__Texto extraído__:
┏━━
Em situações de aceleração do processo sucessório o acompanhamento e o diálogo são essenciais no processo de desenvolvimento da pessoa.
Indicação da pessoa para uma posição de maior complexidade
As organizações para obterem mais segurança preparam um número maior de pessoas para a sucessão do que sua necessidade. Em alguns momentos a organização terá pessoas prontas para posições de maior complexidade e não haverá espaço para elas. Como proceder nessas situações.
Caso haja transparência e contínuo diálogo as pessoas terão a clara percepção de seu desenvolvimento e no momento adequado para elas poderão decidir continuar na organização ou buscar oportunidades fora. Perder pessoas para o mercado faz parte da relação e a negociação de expectativas, entretanto, caso a organização não queira perder determinadas pessoas, deve negociar sua permanência oferecendo desafios e valorização correspondente.
Em alguns processos sucessórios analisados verificamos movimentos das organizações em alterar o organograma para criar oportunidades e reter pessoas críticas para o negócio.
Como fruto das indicações de pessoas para determinadas posições haverá frustrações e insatisfações, isso é inevitável, porém serão minimizadas através de um processo transparente e de diálogo contínuo.
As pessoas indicadas estarão preparadas e engajadas nos desafios se houver a participação destas nessa construção. A cumplicidade com as pessoas em seu processo de preparação evita sobressaltos e torna o processo sucessório mais suave.
Referência bibliográfica
GOLDSMITH, M. Succession: are you ready? Boston: Harvard Business Press, 2009.
┗━━
__Objetivos__:
(a) Indique cada um dos componentes da referência bibliográfica apresentada no texto sobre sucessão, identificando a que corresponde cada um.
(b) Com base no texto sobre sucessão, responda:
(i) Com que finalidade as organizações preparam para a sucessão um número de pessoas maior do que necessitam?
(ii) Que alteração foi observada em alguns processos sucessórios analisados para criar oportunidades e reter pessoas críticas para o negócio?
(iii) O que evita sobressaltos e torna o processo sucessório mais suave?
(c) Transcreva fielmente o trecho do texto sobre sucessão que começa pelas palavras "Em situações de" e termina em "proceder nessas situações.".
Os itens não têm qualquer relação com esta atividade.

__Dados fornecidos__:
┏━━
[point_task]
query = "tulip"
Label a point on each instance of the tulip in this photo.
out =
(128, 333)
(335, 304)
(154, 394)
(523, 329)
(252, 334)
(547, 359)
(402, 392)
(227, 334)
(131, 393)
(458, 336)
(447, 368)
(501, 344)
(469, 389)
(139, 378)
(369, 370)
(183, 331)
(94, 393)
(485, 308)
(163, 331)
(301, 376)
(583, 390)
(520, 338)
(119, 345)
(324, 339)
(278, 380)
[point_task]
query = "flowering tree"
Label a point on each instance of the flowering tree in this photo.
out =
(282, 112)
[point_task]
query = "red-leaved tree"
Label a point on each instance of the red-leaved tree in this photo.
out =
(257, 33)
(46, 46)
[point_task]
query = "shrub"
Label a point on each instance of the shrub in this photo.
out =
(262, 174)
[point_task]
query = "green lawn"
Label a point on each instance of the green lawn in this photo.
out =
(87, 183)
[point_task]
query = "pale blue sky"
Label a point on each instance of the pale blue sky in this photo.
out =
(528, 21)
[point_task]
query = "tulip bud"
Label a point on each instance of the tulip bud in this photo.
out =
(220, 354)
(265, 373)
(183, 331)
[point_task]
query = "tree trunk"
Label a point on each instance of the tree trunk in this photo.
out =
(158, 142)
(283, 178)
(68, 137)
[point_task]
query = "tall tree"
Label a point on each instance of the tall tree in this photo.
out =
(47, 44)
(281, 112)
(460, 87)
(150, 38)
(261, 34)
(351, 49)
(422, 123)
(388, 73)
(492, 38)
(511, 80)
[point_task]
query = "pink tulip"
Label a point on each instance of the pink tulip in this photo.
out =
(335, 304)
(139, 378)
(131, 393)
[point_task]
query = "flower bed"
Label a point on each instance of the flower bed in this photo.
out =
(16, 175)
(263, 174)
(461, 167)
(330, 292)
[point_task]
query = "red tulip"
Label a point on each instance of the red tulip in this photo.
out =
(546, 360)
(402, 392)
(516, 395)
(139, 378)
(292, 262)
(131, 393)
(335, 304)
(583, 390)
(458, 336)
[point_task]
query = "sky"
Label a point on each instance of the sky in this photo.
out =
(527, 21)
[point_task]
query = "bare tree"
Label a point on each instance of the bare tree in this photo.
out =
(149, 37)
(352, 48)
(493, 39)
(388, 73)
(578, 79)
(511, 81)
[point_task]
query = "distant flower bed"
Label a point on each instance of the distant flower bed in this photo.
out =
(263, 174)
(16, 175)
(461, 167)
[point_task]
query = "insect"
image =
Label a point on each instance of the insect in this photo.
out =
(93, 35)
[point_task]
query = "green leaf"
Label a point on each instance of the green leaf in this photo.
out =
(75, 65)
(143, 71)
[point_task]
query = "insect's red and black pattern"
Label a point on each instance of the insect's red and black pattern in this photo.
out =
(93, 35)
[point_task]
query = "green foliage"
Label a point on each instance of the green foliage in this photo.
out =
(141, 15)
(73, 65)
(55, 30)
┗━━
__Respostas do exercício__:
(a)
Autor: GOLDSMITH, M.
Título: Succession: are you ready?
Local: Boston
Editora: Harvard Business Press
Ano: 2009

(b)
(i) Para obterem mais segurança.
(ii) A alteração do organograma.
(iii) A cumplicidade com as pessoas em seu processo de preparação.

(c)
Em situações de aceleração do processo sucessório o acompanhamento e o diálogo são essenciais no processo de desenvolvimento da pessoa.
Indicação da pessoa para uma posição de maior complexidade
As organizações para obterem mais segurança preparam um número maior de pessoas para a sucessão do que sua necessidade. Em alguns momentos a organização terá pessoas prontas para posições de maior complexidade e não haverá espaço para elas. Como proceder nessas situações.